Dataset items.
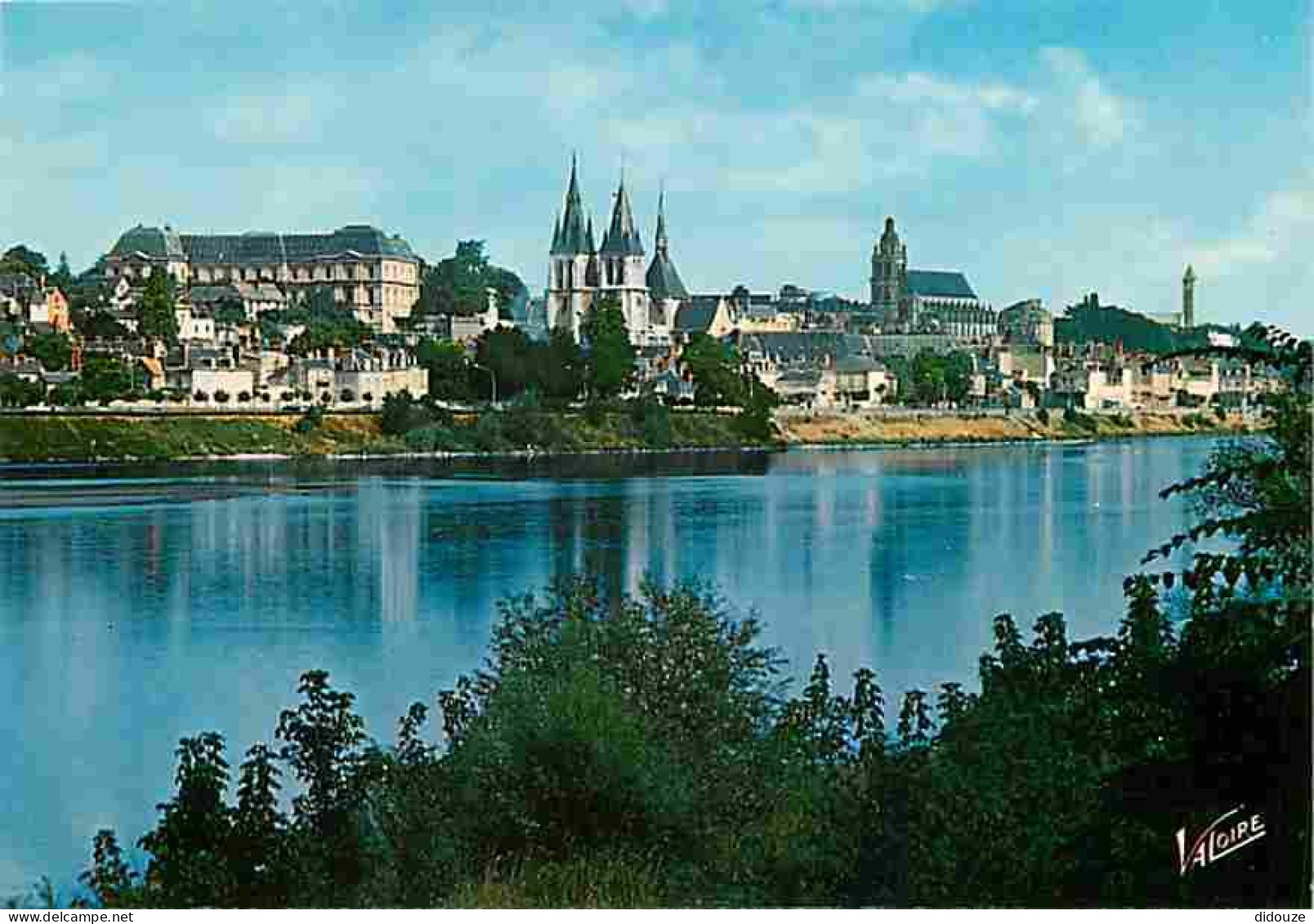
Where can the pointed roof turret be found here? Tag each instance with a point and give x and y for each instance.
(572, 237)
(663, 279)
(622, 237)
(660, 241)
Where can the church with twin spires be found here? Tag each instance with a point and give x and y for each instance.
(581, 272)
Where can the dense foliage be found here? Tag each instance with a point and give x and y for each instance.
(328, 324)
(460, 283)
(931, 379)
(155, 319)
(646, 751)
(715, 371)
(24, 261)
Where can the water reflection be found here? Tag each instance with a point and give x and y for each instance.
(140, 610)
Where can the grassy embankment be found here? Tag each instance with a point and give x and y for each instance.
(873, 429)
(75, 438)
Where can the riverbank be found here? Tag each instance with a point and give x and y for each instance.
(71, 438)
(66, 438)
(881, 429)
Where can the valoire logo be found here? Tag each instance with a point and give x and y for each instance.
(1229, 832)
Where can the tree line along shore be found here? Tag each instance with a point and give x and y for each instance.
(631, 426)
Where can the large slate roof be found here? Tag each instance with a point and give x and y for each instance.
(261, 246)
(622, 237)
(695, 317)
(160, 243)
(938, 284)
(573, 233)
(804, 347)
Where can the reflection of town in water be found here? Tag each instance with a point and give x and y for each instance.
(137, 623)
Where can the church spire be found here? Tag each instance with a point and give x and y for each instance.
(572, 237)
(661, 242)
(663, 279)
(622, 237)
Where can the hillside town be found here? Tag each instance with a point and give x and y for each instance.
(175, 321)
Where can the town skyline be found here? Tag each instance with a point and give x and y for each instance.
(1075, 162)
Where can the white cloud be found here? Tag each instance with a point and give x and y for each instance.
(1280, 229)
(870, 6)
(646, 10)
(292, 116)
(1102, 117)
(75, 77)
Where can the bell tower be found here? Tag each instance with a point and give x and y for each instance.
(888, 271)
(1188, 299)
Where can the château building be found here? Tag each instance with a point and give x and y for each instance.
(579, 272)
(1026, 322)
(372, 274)
(931, 301)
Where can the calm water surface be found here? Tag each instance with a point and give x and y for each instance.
(158, 604)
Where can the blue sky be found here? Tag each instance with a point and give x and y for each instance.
(1045, 147)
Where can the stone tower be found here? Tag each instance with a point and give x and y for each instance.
(1188, 299)
(888, 271)
(572, 263)
(665, 287)
(620, 261)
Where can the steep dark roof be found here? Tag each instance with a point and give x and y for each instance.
(938, 284)
(573, 233)
(270, 248)
(663, 280)
(261, 246)
(804, 347)
(695, 317)
(154, 242)
(622, 237)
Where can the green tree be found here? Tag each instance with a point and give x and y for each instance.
(155, 319)
(458, 284)
(715, 369)
(563, 367)
(23, 259)
(512, 356)
(63, 276)
(105, 379)
(54, 351)
(16, 392)
(609, 355)
(449, 368)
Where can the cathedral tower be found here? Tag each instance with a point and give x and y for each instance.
(665, 287)
(1188, 299)
(572, 263)
(622, 263)
(888, 271)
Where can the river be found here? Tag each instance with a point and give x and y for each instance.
(142, 605)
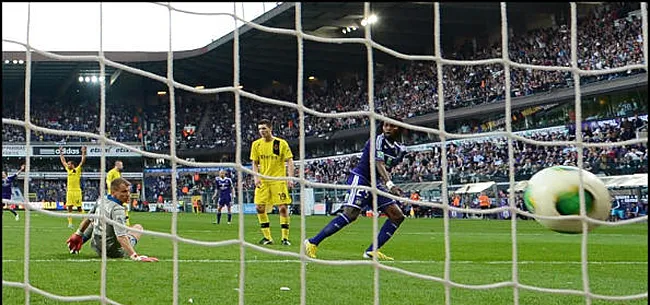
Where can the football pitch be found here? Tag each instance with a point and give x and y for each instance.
(481, 254)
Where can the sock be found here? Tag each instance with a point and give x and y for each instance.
(284, 225)
(334, 226)
(265, 225)
(385, 234)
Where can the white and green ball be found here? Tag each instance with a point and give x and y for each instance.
(554, 191)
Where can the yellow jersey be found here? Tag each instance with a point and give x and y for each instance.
(112, 175)
(271, 157)
(74, 179)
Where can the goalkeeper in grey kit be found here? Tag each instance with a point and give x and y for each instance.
(120, 242)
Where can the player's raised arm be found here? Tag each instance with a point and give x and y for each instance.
(65, 165)
(22, 168)
(256, 170)
(83, 156)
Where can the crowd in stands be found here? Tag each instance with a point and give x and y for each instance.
(55, 190)
(478, 160)
(608, 38)
(469, 160)
(121, 122)
(407, 90)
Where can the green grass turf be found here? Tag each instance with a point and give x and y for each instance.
(481, 253)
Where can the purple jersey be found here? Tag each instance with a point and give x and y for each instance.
(224, 187)
(390, 153)
(6, 186)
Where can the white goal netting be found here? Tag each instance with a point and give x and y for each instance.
(239, 92)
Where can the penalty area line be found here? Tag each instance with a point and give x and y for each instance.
(85, 260)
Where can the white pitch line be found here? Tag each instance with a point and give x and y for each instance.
(85, 260)
(13, 227)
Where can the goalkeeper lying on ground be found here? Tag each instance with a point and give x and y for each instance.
(120, 242)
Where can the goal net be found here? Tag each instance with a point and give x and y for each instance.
(372, 47)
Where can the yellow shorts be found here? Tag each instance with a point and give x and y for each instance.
(271, 194)
(73, 198)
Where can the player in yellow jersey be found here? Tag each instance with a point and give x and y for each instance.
(269, 155)
(114, 173)
(73, 196)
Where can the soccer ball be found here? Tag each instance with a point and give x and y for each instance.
(554, 191)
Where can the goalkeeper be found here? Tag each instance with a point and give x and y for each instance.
(120, 242)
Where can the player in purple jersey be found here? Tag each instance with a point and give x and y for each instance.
(388, 153)
(226, 193)
(7, 182)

Job.
Copy out the entry lines above word for word, starting at the line that contains "Where can the grassy" and ending at the line that contains "(1229, 832)", with both of those lines included.

Solution for this exercise.
Where can the grassy embankment be found here? Tag each instance with a point and give x and y for each instance.
(873, 429)
(75, 438)
Where can the riverbank be found here? Tag each instance with a point and give x and y for each instance.
(71, 438)
(66, 438)
(881, 429)
Where can the valoire logo be found here? Tag each instance with a point and give x and y for each instance.
(1229, 832)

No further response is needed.